Task directions
Return every line below that contains the string "pipe", treating uppercase and lowercase as different.

Object position labeling lines

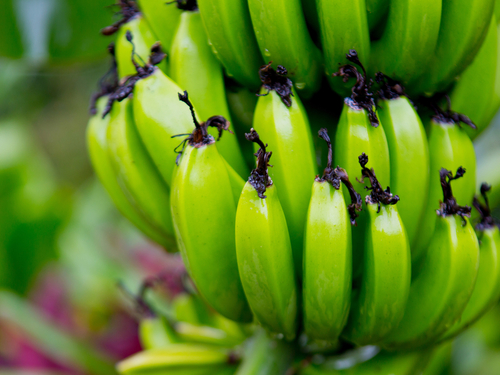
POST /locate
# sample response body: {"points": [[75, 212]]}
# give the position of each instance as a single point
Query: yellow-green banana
{"points": [[229, 29], [327, 273], [344, 27], [177, 359], [408, 150], [163, 18], [409, 39], [264, 251], [449, 148], [283, 38], [379, 302], [463, 28], [194, 67], [136, 173], [282, 122], [440, 292], [487, 288], [132, 22], [203, 203]]}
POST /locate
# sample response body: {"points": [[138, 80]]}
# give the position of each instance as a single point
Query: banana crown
{"points": [[361, 97], [125, 88], [108, 82], [335, 176], [128, 10], [377, 194], [449, 205], [259, 177], [487, 221], [278, 81]]}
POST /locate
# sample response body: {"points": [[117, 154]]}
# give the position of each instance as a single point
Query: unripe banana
{"points": [[264, 251], [474, 92], [463, 28], [204, 209], [163, 19], [178, 359], [379, 303], [409, 39], [265, 356], [449, 148], [285, 127], [283, 38], [98, 150], [132, 22], [439, 294], [409, 153], [344, 27], [194, 67], [487, 288], [229, 29], [327, 274], [136, 173]]}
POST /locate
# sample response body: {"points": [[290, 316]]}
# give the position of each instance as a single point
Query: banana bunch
{"points": [[399, 265]]}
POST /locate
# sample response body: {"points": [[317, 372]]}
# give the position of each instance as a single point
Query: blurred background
{"points": [[63, 245]]}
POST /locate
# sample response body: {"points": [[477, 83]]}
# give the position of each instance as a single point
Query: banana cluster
{"points": [[378, 250]]}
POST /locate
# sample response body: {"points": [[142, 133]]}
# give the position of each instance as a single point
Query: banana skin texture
{"points": [[135, 171], [327, 274], [143, 40], [98, 150], [344, 26], [177, 359], [379, 304], [194, 67], [487, 288], [409, 158], [229, 29], [159, 115], [287, 131], [409, 39], [163, 19], [464, 24], [283, 38], [265, 260], [441, 291], [204, 210], [449, 148], [474, 92]]}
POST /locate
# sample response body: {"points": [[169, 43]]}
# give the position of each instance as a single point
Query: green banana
{"points": [[326, 290], [203, 202], [439, 294], [265, 356], [474, 92], [450, 148], [464, 24], [98, 150], [229, 29], [132, 22], [264, 251], [379, 303], [195, 69], [285, 127], [359, 130], [376, 10], [409, 39], [163, 19], [408, 150], [136, 173], [344, 27], [177, 359], [282, 35], [487, 289]]}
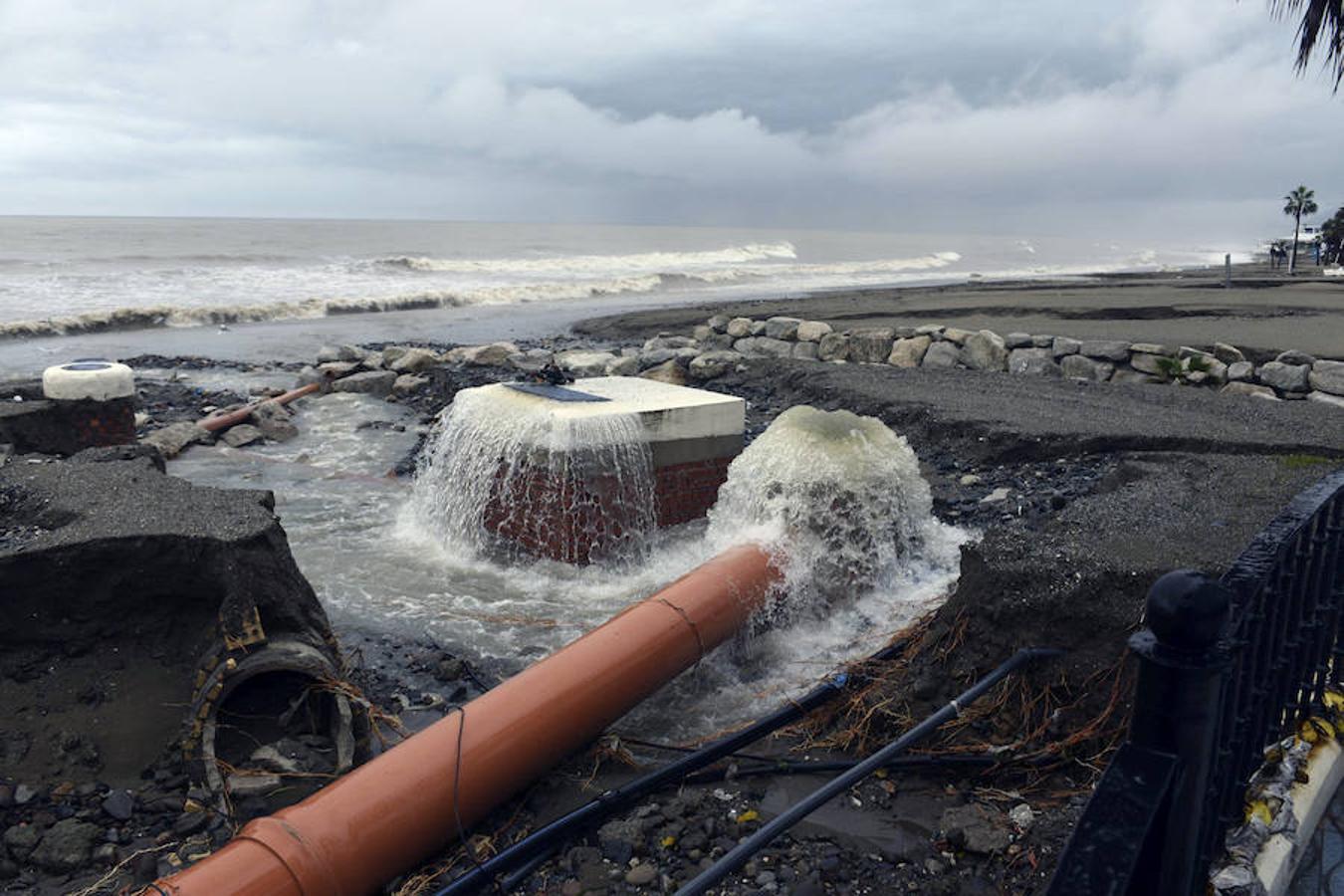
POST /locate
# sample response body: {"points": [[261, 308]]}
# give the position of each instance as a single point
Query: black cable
{"points": [[546, 838], [740, 854]]}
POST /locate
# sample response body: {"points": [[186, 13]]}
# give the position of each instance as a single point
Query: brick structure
{"points": [[570, 510]]}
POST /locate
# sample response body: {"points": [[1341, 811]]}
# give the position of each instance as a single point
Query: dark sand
{"points": [[1262, 312]]}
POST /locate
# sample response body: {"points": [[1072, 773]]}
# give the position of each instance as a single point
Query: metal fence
{"points": [[1226, 668]]}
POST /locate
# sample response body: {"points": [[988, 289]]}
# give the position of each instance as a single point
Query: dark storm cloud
{"points": [[1143, 117]]}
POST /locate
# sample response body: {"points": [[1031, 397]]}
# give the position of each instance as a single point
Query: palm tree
{"points": [[1297, 203], [1323, 20]]}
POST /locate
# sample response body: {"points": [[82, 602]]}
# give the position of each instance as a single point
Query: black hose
{"points": [[542, 841], [740, 854]]}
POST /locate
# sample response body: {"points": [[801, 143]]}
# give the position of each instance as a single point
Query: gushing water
{"points": [[504, 472]]}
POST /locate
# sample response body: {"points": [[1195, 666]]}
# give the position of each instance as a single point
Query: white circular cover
{"points": [[88, 379]]}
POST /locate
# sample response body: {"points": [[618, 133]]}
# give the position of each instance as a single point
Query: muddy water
{"points": [[346, 524]]}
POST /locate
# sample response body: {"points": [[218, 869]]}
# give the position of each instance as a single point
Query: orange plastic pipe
{"points": [[387, 815], [233, 418]]}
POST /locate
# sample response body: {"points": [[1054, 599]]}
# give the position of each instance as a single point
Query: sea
{"points": [[78, 277]]}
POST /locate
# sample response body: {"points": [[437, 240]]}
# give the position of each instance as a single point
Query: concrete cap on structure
{"points": [[96, 379]]}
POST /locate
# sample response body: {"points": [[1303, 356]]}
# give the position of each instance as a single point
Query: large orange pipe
{"points": [[365, 827]]}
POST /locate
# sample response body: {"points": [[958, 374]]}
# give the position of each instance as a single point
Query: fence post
{"points": [[1178, 700]]}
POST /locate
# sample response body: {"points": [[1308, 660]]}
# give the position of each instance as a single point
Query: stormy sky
{"points": [[1024, 115]]}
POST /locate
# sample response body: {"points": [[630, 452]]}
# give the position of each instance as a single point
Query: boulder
{"points": [[833, 346], [1039, 360], [626, 365], [367, 383], [1110, 349], [66, 846], [669, 372], [1286, 377], [713, 365], [1248, 388], [414, 360], [1082, 367], [175, 437], [1327, 376], [1063, 345], [785, 328], [409, 383], [738, 327], [582, 361], [871, 345], [812, 331], [1325, 398], [1294, 357], [984, 350], [909, 352], [941, 354], [241, 435], [805, 350]]}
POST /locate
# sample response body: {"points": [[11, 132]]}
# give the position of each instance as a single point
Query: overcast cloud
{"points": [[1041, 115]]}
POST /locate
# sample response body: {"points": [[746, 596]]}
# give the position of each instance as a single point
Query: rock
{"points": [[336, 369], [1294, 357], [976, 829], [833, 346], [941, 354], [368, 383], [1135, 376], [119, 804], [641, 875], [669, 372], [1325, 398], [1328, 376], [241, 435], [1248, 388], [713, 365], [871, 345], [66, 846], [173, 438], [415, 360], [20, 840], [738, 327], [783, 327], [909, 352], [956, 335], [582, 361], [409, 383], [1082, 367], [805, 350], [1039, 361], [984, 350], [1286, 377], [244, 786], [1109, 349], [812, 331], [492, 354], [1063, 345], [1151, 364], [622, 367], [275, 422]]}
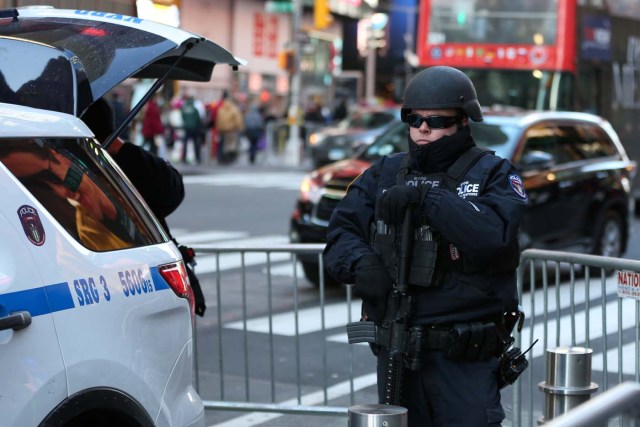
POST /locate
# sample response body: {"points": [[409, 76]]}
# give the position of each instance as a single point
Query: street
{"points": [[241, 205]]}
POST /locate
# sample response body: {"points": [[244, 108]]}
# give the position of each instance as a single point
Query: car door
{"points": [[541, 161], [31, 364], [558, 187]]}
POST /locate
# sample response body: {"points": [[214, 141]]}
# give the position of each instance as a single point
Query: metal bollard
{"points": [[568, 380], [376, 415]]}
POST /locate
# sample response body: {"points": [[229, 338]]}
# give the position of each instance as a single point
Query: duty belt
{"points": [[461, 341]]}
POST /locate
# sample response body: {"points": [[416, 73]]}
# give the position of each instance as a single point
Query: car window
{"points": [[44, 79], [500, 137], [594, 142], [73, 180], [392, 141], [367, 119], [541, 140]]}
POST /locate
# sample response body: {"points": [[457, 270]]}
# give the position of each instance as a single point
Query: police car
{"points": [[96, 310]]}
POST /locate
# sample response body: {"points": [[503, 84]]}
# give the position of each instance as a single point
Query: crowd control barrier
{"points": [[262, 313]]}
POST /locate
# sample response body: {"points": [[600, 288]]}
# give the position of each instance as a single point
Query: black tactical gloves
{"points": [[395, 200], [373, 285]]}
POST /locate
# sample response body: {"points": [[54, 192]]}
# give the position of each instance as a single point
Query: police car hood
{"points": [[81, 54]]}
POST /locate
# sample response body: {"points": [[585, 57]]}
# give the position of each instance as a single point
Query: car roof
{"points": [[17, 121], [104, 49], [525, 117]]}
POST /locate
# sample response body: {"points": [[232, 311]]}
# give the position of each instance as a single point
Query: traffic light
{"points": [[285, 60], [321, 15]]}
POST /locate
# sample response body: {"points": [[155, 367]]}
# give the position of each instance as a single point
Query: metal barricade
{"points": [[577, 306], [569, 299]]}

Written response
Query: orange plastic pipe
Query: large orange pipe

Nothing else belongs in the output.